=== EXERCISE INSTRUCTIONS ===
- 1) Using the note on the European Educational Research Association below, decide whether each statement agrees with it: (a) the organization's headquarters were in Edinburgh when the author joined its council; (b) the author became President through a vote of the whole membership; (c) the first ECER meetings drew around 500 participants. Answer yes or no for each, and quote the words that settle it.
- 2) Name every organization that the note on the European Educational Research Association below identifies by name.
- 3) Answer from the note on the European Educational Research Association below:
(a) Who tells the history of how the association was started?
(b) Roughly how many persons made up the council in the mid-1990s?
(c) Who was the association's President when the author entered the council?

=== EXCERPT PROVIDED ===
:::

Abstract
In this note I will comment on the development of the European Educational Research Association (EERA) as a European educational research organization and the current situation. In doing so I will put forward a few matters concerning the social and intellectual organization of the EERA and the visibility of educational research in Europe.
The pioneer years
Armin Gretler (2007) tells the history of the initiation of the European Educational Research Association (EERA) in the early 1990s. Here we note two important sets of actors. Firstly, we had the working of international organizations, such as the Organisation for Economic Co-operation and Development (OECD) and the European Community, who were pointing out the importance of establishing cooperation and communication among educational researchers in different parts of Europe. Secondly, in Europe a set of national and special research organizations were founded a couple of decades ago, including the Nordic Educational Research Association and its British counterparts in the early 1970s. The interests among these actors were further underlined by the development of a European research area and European research funding initiated in order to deal with the challenges that Europe was facing.
When I entered the EERA council in the mid-1990s it was a small and handy organization – the council consisted of around 10 persons, often having the meeting around a table in Edinburgh where we had our headquarters at that time. The council members were appointed mostly by national research organizations. At that time, James Calderhead as the EERA President and Wynne Harlen who was Director of the Scottish Council for Research in Education were playing main roles in organizing the EERA council work. I was appointed President by this small council in the late 1990s. At that time we organized the first ECER (European Conference on Educational Research) meetings with around 500 participants for the next few years.

:::

=== DATA EXTRACT ===
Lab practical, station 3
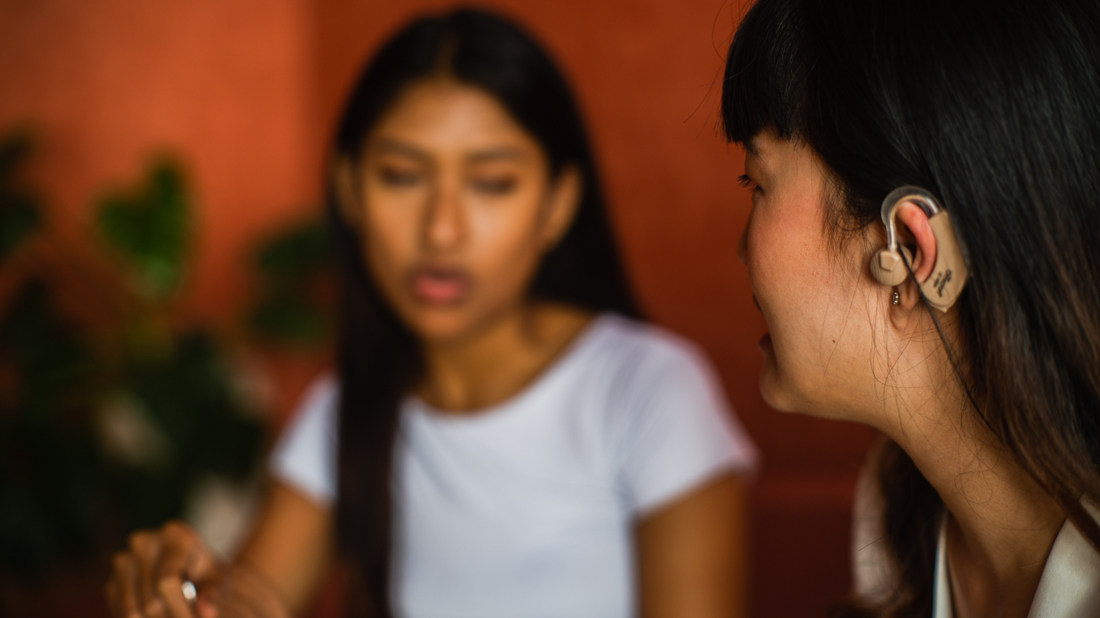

:::

=== EXPECTED RESULTS ===
- 1)
(a) Yes: "often having the meeting around a table in Edinburgh where we had our headquarters at that time"
(b) No: "I was appointed President by this small council in the late 1990s."
(c) Yes: "we organized the first ECER (European Conference on Educational Research) meetings with around 500 participants"

- 2)
European Educational Research Association (EERA)
Organisation for Economic Co-operation and Development (OECD)
European Community
Nordic Educational Research Association
Scottish Council for Research in Education

- 3)
(a) Armin Gretler (2007)
(b) Around 10
(c) James Calderhead